● **Instructions for the task**:
Identify every line of the records that contains the string "trunk" and copy each such line.

================================

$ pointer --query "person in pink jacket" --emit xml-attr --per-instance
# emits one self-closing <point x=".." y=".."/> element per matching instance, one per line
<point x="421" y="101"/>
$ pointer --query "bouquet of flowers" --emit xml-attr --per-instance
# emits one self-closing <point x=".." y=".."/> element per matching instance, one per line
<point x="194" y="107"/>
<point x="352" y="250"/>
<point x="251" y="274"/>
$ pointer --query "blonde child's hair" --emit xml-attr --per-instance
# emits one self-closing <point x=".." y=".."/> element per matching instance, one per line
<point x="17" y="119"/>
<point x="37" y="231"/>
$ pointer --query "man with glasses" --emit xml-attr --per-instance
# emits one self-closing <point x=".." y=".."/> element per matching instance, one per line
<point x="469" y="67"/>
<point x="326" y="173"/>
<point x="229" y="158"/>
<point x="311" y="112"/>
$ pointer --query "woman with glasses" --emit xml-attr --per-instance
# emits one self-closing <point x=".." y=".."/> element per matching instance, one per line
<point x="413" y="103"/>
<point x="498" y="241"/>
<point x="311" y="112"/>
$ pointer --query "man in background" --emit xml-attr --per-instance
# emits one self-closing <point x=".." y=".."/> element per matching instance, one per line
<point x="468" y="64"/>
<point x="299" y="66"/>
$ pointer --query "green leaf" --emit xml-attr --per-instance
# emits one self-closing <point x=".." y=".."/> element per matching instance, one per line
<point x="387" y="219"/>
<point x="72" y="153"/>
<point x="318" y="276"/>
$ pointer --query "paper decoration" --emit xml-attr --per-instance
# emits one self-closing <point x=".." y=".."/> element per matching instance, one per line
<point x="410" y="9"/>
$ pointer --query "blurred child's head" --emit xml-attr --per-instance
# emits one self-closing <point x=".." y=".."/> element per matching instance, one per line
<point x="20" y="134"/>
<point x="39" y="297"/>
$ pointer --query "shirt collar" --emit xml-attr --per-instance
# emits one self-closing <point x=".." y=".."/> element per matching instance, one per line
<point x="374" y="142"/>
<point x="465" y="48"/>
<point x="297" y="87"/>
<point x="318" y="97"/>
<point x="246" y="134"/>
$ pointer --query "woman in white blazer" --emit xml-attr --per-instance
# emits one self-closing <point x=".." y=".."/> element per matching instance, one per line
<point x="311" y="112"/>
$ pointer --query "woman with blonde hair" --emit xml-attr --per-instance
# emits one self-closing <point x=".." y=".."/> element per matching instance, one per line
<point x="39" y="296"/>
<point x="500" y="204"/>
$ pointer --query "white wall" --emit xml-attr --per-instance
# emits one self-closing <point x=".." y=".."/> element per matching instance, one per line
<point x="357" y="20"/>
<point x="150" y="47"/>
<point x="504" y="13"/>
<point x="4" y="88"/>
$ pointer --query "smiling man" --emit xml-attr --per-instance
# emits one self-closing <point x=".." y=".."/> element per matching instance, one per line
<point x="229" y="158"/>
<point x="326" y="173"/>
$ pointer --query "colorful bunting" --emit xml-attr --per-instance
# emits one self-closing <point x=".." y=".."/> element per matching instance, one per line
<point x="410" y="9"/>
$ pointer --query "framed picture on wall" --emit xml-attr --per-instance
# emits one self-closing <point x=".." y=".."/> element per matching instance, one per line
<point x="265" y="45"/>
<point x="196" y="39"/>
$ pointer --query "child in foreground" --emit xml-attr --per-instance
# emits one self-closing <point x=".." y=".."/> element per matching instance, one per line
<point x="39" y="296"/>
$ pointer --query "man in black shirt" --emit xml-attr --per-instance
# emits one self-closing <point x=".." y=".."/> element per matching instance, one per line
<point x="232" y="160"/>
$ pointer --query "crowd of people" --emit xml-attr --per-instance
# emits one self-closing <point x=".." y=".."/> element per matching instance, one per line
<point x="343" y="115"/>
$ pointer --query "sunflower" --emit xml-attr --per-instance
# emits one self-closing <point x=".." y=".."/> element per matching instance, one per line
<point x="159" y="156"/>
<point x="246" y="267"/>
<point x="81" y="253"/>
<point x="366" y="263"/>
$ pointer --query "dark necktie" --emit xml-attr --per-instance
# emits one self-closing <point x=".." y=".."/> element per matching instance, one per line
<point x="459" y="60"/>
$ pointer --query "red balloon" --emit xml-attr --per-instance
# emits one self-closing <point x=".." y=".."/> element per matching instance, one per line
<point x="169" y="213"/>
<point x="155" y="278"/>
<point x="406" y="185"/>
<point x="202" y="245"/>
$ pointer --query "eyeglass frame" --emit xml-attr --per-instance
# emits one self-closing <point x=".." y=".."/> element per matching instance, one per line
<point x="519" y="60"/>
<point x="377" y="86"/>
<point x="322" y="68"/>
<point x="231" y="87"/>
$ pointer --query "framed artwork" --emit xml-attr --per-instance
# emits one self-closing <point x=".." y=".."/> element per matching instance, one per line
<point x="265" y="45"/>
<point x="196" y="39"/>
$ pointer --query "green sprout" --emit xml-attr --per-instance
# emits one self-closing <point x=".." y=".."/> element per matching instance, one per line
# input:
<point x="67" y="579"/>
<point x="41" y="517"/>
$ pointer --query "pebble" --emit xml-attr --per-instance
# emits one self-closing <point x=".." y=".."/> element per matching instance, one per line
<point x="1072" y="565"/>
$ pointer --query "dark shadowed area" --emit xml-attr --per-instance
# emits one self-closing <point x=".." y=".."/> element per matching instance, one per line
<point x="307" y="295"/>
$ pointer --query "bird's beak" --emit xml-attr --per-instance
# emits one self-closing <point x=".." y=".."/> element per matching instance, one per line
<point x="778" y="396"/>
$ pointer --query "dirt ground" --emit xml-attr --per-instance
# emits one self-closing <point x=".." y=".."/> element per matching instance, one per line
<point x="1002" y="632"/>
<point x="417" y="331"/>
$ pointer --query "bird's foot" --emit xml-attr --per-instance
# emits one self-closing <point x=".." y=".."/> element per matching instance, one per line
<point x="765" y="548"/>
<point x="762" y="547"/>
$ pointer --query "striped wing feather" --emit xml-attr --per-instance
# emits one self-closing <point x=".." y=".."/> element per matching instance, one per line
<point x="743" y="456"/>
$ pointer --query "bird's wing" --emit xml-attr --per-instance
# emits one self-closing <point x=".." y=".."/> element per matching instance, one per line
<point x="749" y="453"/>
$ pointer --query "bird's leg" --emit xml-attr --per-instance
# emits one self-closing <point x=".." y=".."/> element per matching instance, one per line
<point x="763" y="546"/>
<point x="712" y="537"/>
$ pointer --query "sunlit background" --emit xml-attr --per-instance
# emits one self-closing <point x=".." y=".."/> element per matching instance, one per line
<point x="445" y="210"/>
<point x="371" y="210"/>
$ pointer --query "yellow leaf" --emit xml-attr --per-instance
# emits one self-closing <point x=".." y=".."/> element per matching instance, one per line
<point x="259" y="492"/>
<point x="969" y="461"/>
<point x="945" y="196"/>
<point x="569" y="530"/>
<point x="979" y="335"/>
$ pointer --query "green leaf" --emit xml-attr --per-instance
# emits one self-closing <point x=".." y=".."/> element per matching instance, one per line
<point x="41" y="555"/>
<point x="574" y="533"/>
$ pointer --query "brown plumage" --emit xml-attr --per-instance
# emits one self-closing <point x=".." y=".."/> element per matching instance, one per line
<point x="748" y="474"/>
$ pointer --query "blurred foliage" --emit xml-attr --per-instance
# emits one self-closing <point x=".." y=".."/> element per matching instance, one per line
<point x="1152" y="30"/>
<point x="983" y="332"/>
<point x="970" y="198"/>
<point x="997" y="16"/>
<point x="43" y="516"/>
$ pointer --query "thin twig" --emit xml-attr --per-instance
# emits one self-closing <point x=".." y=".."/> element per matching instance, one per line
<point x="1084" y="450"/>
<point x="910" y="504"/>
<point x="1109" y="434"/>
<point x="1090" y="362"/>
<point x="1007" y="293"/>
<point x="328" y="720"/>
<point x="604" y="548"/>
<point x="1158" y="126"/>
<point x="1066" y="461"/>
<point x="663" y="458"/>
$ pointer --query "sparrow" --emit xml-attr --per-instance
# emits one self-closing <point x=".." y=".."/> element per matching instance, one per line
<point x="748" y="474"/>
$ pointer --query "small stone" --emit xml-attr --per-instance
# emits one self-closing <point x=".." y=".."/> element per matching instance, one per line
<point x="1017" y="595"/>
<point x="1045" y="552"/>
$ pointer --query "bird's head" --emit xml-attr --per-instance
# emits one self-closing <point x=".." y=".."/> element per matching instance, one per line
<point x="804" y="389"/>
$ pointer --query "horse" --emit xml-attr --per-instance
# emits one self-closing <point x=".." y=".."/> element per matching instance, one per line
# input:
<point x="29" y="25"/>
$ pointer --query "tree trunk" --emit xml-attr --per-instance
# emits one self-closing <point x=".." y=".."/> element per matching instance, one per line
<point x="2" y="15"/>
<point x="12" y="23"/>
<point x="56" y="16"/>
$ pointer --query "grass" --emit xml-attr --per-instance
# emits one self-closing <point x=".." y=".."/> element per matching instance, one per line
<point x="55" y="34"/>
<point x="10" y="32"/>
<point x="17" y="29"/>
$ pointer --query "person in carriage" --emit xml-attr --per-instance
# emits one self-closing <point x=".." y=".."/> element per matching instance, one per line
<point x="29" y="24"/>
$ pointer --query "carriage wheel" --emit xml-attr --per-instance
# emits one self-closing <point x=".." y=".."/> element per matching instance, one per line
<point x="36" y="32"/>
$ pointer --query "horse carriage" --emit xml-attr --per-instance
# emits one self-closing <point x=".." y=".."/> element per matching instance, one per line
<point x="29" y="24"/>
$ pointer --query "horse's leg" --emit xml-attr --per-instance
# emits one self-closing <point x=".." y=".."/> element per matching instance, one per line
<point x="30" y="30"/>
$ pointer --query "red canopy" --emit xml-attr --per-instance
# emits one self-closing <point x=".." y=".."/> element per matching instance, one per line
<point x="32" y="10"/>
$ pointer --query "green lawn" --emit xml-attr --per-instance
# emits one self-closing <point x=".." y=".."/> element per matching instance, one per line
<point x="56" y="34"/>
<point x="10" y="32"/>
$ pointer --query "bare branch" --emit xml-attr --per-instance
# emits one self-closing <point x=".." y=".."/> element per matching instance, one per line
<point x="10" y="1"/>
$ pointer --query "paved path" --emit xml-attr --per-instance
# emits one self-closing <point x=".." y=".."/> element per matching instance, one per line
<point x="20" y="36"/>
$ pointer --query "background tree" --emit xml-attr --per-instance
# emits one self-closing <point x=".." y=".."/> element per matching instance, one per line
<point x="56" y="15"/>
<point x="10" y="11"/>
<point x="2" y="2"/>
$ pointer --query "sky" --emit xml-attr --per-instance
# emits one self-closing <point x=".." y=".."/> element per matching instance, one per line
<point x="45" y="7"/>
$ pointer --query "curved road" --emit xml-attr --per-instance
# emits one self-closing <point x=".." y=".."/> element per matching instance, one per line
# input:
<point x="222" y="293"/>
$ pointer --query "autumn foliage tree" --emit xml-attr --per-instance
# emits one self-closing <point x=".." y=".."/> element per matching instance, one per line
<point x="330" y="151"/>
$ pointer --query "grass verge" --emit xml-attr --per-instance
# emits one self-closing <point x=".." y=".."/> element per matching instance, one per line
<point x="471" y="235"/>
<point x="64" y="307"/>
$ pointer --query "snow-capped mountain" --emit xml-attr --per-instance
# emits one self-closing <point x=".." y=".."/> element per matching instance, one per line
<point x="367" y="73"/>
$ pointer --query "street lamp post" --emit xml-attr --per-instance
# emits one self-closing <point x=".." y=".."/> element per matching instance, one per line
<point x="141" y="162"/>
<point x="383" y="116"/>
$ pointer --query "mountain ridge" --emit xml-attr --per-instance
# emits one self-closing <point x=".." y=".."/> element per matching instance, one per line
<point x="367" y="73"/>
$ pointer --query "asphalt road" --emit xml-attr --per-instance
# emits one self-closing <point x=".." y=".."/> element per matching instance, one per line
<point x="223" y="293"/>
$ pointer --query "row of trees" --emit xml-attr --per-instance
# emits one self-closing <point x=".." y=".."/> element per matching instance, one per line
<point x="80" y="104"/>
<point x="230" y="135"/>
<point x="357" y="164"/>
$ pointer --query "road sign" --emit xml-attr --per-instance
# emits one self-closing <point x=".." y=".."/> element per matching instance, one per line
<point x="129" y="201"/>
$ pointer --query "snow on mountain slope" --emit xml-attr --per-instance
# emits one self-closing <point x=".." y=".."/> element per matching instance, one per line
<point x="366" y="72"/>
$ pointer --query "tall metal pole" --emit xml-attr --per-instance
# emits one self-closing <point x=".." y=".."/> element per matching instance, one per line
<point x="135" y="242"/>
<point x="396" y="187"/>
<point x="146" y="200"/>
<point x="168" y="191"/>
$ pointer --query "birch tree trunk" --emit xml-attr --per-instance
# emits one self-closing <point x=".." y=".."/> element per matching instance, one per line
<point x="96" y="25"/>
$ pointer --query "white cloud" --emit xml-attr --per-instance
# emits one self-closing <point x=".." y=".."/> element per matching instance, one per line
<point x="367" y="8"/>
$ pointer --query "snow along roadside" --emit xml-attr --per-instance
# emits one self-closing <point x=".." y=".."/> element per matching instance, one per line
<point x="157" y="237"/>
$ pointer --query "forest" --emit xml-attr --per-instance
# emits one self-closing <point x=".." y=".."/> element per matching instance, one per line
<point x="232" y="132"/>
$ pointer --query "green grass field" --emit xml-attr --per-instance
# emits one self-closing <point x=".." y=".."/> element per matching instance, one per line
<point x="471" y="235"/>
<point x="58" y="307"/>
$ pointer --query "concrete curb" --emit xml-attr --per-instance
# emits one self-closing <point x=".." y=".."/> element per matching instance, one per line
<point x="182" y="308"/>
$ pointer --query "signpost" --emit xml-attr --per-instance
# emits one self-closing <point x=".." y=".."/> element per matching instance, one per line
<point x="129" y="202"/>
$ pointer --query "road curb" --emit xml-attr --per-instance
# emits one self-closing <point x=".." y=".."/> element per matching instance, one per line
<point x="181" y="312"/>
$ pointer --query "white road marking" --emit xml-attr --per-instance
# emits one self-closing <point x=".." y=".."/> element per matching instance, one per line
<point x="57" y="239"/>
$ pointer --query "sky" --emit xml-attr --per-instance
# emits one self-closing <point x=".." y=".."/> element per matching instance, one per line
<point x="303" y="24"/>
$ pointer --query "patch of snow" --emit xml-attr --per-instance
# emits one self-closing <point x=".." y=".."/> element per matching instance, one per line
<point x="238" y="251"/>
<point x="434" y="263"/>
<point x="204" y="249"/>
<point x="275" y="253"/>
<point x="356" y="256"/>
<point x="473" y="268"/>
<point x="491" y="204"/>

================================

● **Written reply**:
$ pointer --query "tree trunk" --emit xml-attr --per-instance
$ pointer --query "birch tree trunk" --emit xml-attr --per-instance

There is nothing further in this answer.